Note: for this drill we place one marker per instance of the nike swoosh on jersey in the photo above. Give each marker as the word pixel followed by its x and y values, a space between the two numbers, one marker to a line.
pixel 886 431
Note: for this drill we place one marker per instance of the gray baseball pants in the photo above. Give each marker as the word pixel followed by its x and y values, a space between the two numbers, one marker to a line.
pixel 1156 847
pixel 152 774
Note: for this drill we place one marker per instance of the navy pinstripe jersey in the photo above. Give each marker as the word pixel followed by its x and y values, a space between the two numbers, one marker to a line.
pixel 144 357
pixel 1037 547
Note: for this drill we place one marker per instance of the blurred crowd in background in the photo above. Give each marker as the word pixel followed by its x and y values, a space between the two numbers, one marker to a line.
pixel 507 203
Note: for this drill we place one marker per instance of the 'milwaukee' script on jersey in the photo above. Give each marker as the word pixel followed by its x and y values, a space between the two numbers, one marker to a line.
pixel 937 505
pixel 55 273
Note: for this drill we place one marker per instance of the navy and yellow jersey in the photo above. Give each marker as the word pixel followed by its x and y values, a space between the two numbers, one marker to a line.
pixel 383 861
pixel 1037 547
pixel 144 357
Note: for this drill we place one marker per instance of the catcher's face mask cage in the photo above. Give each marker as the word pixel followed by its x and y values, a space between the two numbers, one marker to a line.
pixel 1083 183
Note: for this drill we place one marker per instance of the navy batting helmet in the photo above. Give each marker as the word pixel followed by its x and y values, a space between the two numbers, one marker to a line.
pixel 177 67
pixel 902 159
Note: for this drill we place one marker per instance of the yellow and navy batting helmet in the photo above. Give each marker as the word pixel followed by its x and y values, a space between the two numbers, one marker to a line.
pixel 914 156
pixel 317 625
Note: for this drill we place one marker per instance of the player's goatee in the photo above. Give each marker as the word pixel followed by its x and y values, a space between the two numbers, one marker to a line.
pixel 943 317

------------------------------------------------

» TASK INSTRUCTIONS
Rewrite everything from the start of the listing down to and including the line that contains "pixel 152 774", putting "exercise" in place of "drill" and changing nothing else.

» FULL SOLUTION
Note: for this exercise we place one marker per instance of the nike swoosh on jersey in the photo above. Give each marker as the word pixel followed by its x and y values, a space between the two numbers, one marker to a line.
pixel 886 431
Note: for this exercise we place one marker per instance of the gray baseball pants in the photo above. Give each marker as the word pixel followed by its x and y values, a space between the two numbers, one marker to a line.
pixel 1156 847
pixel 152 774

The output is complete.